-- REQUEST --
Give the records below as a JSON list of strings, with one string for each line and blank lines left out.
======== DATA FOR THIS EXERCISE ========
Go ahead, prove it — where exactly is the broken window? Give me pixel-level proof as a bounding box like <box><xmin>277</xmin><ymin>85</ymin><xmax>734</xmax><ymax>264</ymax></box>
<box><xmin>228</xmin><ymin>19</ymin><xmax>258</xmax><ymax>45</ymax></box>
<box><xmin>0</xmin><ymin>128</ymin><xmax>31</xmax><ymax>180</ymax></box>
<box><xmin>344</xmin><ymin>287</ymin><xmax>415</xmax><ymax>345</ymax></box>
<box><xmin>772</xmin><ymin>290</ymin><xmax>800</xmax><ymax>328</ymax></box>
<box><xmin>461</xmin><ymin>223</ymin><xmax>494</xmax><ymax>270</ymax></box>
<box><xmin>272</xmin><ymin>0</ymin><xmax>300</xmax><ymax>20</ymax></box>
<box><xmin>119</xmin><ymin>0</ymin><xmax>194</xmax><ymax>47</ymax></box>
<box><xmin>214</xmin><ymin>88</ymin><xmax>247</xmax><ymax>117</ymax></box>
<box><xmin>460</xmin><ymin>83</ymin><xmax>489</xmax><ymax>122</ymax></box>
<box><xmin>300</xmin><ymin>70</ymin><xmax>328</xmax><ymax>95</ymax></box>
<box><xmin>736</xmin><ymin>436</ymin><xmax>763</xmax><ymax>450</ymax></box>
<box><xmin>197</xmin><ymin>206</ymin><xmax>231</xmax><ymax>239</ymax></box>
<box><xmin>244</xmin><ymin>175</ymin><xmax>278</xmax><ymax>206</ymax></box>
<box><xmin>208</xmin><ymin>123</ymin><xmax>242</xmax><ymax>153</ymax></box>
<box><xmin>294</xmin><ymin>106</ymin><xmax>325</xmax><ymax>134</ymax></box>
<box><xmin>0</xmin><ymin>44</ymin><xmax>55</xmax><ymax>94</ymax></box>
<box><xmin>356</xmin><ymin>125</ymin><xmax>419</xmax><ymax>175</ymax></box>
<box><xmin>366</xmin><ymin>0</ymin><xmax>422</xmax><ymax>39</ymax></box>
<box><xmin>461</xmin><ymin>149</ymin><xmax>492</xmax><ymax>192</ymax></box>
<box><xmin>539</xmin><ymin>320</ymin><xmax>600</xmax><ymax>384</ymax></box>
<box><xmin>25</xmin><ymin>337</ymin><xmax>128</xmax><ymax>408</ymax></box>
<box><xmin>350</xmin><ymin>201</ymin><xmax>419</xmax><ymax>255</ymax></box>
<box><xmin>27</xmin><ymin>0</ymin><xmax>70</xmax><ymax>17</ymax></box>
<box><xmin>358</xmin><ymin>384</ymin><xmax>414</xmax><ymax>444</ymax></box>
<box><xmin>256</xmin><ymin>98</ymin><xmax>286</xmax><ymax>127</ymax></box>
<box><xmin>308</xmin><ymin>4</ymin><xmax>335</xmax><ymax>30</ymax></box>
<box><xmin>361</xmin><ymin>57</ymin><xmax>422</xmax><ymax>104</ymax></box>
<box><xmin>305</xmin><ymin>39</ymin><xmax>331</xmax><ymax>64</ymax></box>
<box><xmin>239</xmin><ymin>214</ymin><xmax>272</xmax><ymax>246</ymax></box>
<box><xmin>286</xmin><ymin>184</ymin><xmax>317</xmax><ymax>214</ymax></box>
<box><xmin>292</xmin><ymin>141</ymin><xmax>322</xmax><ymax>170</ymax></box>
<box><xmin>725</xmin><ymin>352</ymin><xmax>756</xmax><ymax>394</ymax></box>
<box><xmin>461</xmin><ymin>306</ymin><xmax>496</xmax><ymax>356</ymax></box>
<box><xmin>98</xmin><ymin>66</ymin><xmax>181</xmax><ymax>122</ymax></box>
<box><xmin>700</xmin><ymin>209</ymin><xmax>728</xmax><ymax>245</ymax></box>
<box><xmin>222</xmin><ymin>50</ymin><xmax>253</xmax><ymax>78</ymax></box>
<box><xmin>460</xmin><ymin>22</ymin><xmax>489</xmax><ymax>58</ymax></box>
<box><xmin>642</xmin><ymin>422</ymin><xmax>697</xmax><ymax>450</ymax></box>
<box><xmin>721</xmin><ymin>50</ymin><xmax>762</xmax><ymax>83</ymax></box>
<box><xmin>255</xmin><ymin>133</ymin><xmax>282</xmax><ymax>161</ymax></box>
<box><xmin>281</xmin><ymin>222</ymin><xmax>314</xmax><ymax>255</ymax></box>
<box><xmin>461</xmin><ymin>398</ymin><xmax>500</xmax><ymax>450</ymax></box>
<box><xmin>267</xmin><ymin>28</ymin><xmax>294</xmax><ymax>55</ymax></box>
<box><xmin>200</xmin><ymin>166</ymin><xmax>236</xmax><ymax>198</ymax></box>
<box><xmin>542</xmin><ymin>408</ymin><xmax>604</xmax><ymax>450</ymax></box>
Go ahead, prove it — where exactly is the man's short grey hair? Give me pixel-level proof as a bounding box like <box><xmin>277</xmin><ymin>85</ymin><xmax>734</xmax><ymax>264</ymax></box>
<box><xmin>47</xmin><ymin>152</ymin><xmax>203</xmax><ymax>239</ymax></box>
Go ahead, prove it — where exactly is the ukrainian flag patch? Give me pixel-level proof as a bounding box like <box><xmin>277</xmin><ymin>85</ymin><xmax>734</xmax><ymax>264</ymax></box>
========
-- SOLUTION FOR THIS PROBLEM --
[
  "Go ahead, prove it — where exactly is the broken window? Give me pixel-level proof as a bounding box like <box><xmin>277</xmin><ymin>85</ymin><xmax>734</xmax><ymax>264</ymax></box>",
  "<box><xmin>228</xmin><ymin>19</ymin><xmax>258</xmax><ymax>45</ymax></box>",
  "<box><xmin>0</xmin><ymin>128</ymin><xmax>31</xmax><ymax>180</ymax></box>",
  "<box><xmin>344</xmin><ymin>287</ymin><xmax>415</xmax><ymax>345</ymax></box>",
  "<box><xmin>772</xmin><ymin>290</ymin><xmax>800</xmax><ymax>328</ymax></box>",
  "<box><xmin>461</xmin><ymin>223</ymin><xmax>494</xmax><ymax>270</ymax></box>",
  "<box><xmin>272</xmin><ymin>0</ymin><xmax>300</xmax><ymax>20</ymax></box>",
  "<box><xmin>119</xmin><ymin>0</ymin><xmax>194</xmax><ymax>47</ymax></box>",
  "<box><xmin>214</xmin><ymin>88</ymin><xmax>247</xmax><ymax>117</ymax></box>",
  "<box><xmin>460</xmin><ymin>83</ymin><xmax>489</xmax><ymax>122</ymax></box>",
  "<box><xmin>300</xmin><ymin>70</ymin><xmax>328</xmax><ymax>95</ymax></box>",
  "<box><xmin>736</xmin><ymin>436</ymin><xmax>763</xmax><ymax>450</ymax></box>",
  "<box><xmin>197</xmin><ymin>206</ymin><xmax>231</xmax><ymax>239</ymax></box>",
  "<box><xmin>244</xmin><ymin>175</ymin><xmax>278</xmax><ymax>206</ymax></box>",
  "<box><xmin>208</xmin><ymin>123</ymin><xmax>242</xmax><ymax>153</ymax></box>",
  "<box><xmin>294</xmin><ymin>106</ymin><xmax>325</xmax><ymax>134</ymax></box>",
  "<box><xmin>0</xmin><ymin>44</ymin><xmax>55</xmax><ymax>94</ymax></box>",
  "<box><xmin>356</xmin><ymin>125</ymin><xmax>419</xmax><ymax>175</ymax></box>",
  "<box><xmin>366</xmin><ymin>0</ymin><xmax>422</xmax><ymax>39</ymax></box>",
  "<box><xmin>461</xmin><ymin>149</ymin><xmax>492</xmax><ymax>192</ymax></box>",
  "<box><xmin>539</xmin><ymin>320</ymin><xmax>600</xmax><ymax>384</ymax></box>",
  "<box><xmin>25</xmin><ymin>337</ymin><xmax>128</xmax><ymax>408</ymax></box>",
  "<box><xmin>350</xmin><ymin>201</ymin><xmax>419</xmax><ymax>255</ymax></box>",
  "<box><xmin>27</xmin><ymin>0</ymin><xmax>70</xmax><ymax>17</ymax></box>",
  "<box><xmin>358</xmin><ymin>384</ymin><xmax>414</xmax><ymax>444</ymax></box>",
  "<box><xmin>256</xmin><ymin>98</ymin><xmax>286</xmax><ymax>127</ymax></box>",
  "<box><xmin>308</xmin><ymin>4</ymin><xmax>335</xmax><ymax>30</ymax></box>",
  "<box><xmin>361</xmin><ymin>57</ymin><xmax>422</xmax><ymax>104</ymax></box>",
  "<box><xmin>305</xmin><ymin>39</ymin><xmax>331</xmax><ymax>64</ymax></box>",
  "<box><xmin>239</xmin><ymin>214</ymin><xmax>272</xmax><ymax>246</ymax></box>",
  "<box><xmin>286</xmin><ymin>184</ymin><xmax>317</xmax><ymax>214</ymax></box>",
  "<box><xmin>292</xmin><ymin>141</ymin><xmax>322</xmax><ymax>170</ymax></box>",
  "<box><xmin>725</xmin><ymin>352</ymin><xmax>756</xmax><ymax>394</ymax></box>",
  "<box><xmin>461</xmin><ymin>306</ymin><xmax>496</xmax><ymax>356</ymax></box>",
  "<box><xmin>98</xmin><ymin>66</ymin><xmax>181</xmax><ymax>122</ymax></box>",
  "<box><xmin>700</xmin><ymin>209</ymin><xmax>728</xmax><ymax>245</ymax></box>",
  "<box><xmin>222</xmin><ymin>50</ymin><xmax>253</xmax><ymax>78</ymax></box>",
  "<box><xmin>460</xmin><ymin>22</ymin><xmax>489</xmax><ymax>58</ymax></box>",
  "<box><xmin>642</xmin><ymin>422</ymin><xmax>697</xmax><ymax>450</ymax></box>",
  "<box><xmin>721</xmin><ymin>50</ymin><xmax>762</xmax><ymax>83</ymax></box>",
  "<box><xmin>255</xmin><ymin>133</ymin><xmax>282</xmax><ymax>161</ymax></box>",
  "<box><xmin>281</xmin><ymin>222</ymin><xmax>314</xmax><ymax>255</ymax></box>",
  "<box><xmin>461</xmin><ymin>398</ymin><xmax>500</xmax><ymax>450</ymax></box>",
  "<box><xmin>267</xmin><ymin>28</ymin><xmax>294</xmax><ymax>55</ymax></box>",
  "<box><xmin>200</xmin><ymin>166</ymin><xmax>236</xmax><ymax>198</ymax></box>",
  "<box><xmin>542</xmin><ymin>408</ymin><xmax>604</xmax><ymax>450</ymax></box>",
  "Go ahead, prove it — where exactly is the man's short grey hair? Give me pixel-level proof as a bounding box like <box><xmin>277</xmin><ymin>85</ymin><xmax>734</xmax><ymax>264</ymax></box>",
  "<box><xmin>47</xmin><ymin>152</ymin><xmax>203</xmax><ymax>239</ymax></box>",
  "Go ahead, prove it — where exactly is the ukrainian flag patch? Give me pixel-level proof as a bounding box like <box><xmin>277</xmin><ymin>85</ymin><xmax>734</xmax><ymax>264</ymax></box>"
]